● **What you have to do**
Rewrite the records between the lines holding "Target: sky" and "[(165, 186), (176, 181)]", inclusive, replacing "instance" with "occurrence" and leaving everything else unchanged.

● **Input material**
-*-*-

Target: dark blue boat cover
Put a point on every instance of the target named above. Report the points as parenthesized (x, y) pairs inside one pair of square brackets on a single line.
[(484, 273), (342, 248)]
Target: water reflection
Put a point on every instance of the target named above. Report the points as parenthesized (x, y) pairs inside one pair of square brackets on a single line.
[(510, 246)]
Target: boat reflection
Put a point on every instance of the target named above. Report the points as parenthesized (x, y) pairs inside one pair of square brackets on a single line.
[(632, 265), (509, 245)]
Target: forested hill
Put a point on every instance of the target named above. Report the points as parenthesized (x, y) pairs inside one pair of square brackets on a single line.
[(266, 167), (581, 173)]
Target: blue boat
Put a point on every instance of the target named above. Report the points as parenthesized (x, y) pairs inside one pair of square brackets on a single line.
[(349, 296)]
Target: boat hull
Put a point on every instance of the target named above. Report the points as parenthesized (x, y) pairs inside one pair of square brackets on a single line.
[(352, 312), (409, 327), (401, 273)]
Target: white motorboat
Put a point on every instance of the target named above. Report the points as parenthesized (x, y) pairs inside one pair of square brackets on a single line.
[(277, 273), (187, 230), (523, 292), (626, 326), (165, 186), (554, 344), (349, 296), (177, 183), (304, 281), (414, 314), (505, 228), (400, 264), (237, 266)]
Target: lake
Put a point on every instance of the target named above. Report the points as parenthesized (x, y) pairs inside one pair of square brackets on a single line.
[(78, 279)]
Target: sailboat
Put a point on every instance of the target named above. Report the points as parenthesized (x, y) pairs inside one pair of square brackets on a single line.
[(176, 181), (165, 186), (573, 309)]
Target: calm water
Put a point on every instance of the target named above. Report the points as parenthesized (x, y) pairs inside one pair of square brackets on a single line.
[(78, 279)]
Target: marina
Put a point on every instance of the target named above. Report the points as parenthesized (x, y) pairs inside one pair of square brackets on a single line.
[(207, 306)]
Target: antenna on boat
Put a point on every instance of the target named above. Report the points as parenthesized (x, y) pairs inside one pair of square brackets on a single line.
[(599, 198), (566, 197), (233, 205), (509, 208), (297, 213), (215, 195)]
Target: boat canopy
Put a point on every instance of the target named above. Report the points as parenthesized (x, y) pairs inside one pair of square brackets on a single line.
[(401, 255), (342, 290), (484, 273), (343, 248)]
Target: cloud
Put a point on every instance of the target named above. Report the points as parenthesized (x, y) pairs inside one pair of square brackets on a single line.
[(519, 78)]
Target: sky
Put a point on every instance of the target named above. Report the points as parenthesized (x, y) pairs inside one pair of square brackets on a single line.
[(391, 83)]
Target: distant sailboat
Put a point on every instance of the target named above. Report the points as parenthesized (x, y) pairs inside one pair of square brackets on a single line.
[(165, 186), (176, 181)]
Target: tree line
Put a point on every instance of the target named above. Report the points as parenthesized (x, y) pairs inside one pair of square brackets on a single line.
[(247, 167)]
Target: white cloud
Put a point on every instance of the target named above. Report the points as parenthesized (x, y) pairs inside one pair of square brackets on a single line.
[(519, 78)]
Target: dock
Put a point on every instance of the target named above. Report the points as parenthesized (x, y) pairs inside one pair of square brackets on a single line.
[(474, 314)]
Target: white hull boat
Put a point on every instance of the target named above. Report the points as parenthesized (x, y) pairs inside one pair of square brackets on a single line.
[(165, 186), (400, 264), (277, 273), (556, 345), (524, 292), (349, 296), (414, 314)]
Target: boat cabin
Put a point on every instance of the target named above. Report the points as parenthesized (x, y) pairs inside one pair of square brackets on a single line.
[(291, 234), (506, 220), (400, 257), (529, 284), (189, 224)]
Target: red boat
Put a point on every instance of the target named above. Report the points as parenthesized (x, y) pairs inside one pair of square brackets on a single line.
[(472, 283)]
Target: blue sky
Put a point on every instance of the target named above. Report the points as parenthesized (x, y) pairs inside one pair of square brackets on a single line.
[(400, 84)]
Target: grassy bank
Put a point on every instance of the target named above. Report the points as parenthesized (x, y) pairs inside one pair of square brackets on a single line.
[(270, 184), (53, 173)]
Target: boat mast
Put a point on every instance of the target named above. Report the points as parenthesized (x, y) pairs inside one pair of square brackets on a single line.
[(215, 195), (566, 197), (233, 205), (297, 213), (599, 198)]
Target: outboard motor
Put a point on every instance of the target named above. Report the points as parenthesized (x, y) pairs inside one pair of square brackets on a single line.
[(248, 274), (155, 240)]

-*-*-

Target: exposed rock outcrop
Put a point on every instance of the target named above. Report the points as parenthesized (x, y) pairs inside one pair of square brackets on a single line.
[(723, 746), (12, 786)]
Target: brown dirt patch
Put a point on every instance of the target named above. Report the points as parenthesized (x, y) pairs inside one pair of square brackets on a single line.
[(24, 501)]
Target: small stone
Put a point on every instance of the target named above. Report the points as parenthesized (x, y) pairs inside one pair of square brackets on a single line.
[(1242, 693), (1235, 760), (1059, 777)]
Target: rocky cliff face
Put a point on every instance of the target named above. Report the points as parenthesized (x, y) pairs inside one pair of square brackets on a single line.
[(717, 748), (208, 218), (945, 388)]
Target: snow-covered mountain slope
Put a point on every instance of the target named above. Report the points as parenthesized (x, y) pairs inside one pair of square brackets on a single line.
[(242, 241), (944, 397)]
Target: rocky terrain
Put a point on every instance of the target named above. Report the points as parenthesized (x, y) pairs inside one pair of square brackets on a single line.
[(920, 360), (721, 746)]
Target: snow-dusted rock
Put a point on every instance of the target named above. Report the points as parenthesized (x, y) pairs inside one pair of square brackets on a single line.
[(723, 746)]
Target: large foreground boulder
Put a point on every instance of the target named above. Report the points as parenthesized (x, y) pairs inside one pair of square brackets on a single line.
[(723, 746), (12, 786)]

-*-*-

● **Task output**
Target: sky
Put a point on every occurrence of the target named above. Report the points as parenthesized (x, y) pairs inside one pair of square brackets on a single line.
[(391, 83)]
Target: distant sailboat
Put a point on every occurrence of the target named above. Report the points as parenthesized (x, y) pairs inside one pair of square brackets on a single line.
[(165, 186), (176, 181)]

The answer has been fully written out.